**YOUR INSTRUCTIONS**
Below are some entries. Copy each line that holds the string "rock".

=== Begin Enclosure ===

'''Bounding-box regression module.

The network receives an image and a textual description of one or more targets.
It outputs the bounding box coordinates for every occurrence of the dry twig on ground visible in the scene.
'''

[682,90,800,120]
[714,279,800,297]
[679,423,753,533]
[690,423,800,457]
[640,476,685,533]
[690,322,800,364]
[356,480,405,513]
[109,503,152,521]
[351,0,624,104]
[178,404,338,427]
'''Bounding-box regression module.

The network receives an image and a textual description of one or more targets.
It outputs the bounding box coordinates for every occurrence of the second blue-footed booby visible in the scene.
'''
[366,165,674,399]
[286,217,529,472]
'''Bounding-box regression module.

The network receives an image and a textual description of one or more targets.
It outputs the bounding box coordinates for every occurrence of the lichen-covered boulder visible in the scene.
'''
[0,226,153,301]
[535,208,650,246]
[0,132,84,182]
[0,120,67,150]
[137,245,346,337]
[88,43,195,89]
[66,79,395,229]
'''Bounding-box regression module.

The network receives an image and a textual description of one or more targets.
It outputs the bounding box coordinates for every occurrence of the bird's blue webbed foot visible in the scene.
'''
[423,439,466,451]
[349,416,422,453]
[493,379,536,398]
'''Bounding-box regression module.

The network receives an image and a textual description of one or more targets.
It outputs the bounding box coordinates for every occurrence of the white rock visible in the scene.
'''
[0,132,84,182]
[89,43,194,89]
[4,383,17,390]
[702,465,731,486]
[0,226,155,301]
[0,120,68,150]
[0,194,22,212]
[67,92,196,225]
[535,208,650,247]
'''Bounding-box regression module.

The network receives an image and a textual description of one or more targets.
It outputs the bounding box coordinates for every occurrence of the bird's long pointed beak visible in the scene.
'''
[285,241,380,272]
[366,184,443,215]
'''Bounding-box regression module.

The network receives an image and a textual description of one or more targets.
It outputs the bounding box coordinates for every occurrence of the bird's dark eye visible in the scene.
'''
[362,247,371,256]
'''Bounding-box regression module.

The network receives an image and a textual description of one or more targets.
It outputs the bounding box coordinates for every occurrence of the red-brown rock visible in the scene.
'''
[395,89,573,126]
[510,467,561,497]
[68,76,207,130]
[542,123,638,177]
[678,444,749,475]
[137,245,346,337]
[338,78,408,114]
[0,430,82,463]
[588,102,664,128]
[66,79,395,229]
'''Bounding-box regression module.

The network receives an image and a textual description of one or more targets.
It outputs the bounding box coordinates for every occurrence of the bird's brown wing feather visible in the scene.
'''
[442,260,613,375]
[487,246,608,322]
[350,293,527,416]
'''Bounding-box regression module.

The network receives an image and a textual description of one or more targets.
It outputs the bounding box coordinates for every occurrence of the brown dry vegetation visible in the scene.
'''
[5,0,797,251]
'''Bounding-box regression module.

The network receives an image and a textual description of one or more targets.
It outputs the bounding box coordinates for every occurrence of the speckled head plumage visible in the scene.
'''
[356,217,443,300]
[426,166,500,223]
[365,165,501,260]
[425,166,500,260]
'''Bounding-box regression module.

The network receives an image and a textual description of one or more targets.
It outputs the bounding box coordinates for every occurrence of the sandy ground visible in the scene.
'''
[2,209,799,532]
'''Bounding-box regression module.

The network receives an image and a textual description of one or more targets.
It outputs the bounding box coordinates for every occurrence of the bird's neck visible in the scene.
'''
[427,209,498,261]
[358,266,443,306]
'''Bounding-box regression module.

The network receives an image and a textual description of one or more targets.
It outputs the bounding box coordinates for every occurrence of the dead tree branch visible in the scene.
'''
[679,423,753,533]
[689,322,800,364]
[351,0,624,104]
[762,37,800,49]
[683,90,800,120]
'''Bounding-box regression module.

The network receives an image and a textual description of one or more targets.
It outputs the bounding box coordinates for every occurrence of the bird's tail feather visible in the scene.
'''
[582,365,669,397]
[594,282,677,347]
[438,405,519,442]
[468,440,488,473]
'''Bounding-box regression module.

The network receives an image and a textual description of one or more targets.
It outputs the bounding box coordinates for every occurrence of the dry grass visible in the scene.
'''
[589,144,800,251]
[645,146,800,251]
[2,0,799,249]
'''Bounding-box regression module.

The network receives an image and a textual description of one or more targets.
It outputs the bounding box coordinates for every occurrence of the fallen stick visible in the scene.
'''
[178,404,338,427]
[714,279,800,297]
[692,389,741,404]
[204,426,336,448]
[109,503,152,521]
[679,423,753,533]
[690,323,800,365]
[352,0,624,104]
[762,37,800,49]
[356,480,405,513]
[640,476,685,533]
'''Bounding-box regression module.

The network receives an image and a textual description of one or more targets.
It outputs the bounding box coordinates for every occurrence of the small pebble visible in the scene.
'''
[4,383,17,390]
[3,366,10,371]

=== End Enclosure ===

**RESPONSE FOR THIS EXERCISE**
It outputs the bounding box coordinates for every occurrence of the white rock visible in the scene.
It outputs the bounding box coordinates for every occurrence of the red-brown rock visible in the scene.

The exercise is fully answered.